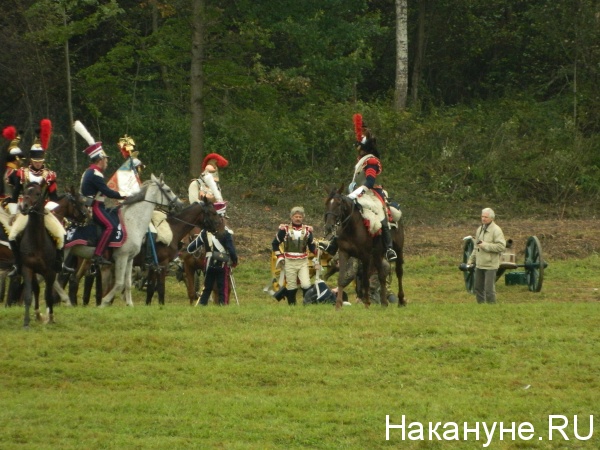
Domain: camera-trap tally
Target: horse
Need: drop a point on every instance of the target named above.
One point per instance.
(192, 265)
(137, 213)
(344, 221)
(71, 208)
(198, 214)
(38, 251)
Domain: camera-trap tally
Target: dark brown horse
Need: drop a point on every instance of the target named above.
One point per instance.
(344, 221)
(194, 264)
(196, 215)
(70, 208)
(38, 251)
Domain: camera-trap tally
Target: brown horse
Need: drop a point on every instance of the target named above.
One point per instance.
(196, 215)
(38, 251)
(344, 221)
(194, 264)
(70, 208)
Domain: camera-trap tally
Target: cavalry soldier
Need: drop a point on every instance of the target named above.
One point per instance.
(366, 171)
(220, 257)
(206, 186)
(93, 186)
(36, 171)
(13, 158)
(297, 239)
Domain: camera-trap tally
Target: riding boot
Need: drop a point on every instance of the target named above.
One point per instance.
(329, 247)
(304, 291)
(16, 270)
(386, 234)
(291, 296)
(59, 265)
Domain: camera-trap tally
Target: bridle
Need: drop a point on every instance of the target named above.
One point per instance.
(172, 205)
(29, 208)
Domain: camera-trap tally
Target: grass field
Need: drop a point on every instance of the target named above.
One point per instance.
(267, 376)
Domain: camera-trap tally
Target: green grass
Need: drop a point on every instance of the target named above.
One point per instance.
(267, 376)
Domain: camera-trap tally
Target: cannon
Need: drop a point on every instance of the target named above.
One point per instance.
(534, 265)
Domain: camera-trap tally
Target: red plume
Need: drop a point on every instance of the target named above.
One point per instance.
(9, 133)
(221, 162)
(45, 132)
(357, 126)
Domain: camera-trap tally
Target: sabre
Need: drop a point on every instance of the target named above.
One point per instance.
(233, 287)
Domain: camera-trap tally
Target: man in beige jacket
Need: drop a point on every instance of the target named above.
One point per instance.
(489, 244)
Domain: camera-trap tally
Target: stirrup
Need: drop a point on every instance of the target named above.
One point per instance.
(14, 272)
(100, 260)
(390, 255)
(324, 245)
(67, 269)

================================

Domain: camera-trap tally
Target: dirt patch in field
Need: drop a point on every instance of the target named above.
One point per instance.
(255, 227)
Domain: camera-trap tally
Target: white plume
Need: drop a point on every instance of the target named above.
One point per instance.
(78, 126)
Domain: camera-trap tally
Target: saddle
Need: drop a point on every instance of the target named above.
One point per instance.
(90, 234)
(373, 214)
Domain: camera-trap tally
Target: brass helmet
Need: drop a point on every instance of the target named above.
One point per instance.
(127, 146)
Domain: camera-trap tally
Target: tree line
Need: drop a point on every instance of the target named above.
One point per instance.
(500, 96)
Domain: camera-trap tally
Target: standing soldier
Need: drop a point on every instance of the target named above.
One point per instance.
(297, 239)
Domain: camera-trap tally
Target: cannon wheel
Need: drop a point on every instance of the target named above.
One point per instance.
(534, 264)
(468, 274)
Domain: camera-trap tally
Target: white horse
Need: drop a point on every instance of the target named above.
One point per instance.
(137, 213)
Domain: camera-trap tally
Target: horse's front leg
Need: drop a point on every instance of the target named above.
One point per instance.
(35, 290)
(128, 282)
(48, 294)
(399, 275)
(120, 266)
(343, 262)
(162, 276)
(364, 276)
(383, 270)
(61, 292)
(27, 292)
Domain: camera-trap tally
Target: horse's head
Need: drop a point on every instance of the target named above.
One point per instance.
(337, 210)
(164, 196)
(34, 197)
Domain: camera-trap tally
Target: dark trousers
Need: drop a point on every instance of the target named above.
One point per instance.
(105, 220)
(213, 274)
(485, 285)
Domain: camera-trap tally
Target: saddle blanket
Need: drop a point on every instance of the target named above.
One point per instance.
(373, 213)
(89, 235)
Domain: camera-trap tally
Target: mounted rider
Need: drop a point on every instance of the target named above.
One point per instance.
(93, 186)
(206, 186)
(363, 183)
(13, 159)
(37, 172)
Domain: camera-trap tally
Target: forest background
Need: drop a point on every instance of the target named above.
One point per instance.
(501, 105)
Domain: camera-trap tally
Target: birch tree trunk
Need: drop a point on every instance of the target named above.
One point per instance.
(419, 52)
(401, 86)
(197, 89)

================================

Collect every line above that contains the word "plume", and copy each one out in full.

= TASK RESPONSE =
Target: red plume
Target: white plume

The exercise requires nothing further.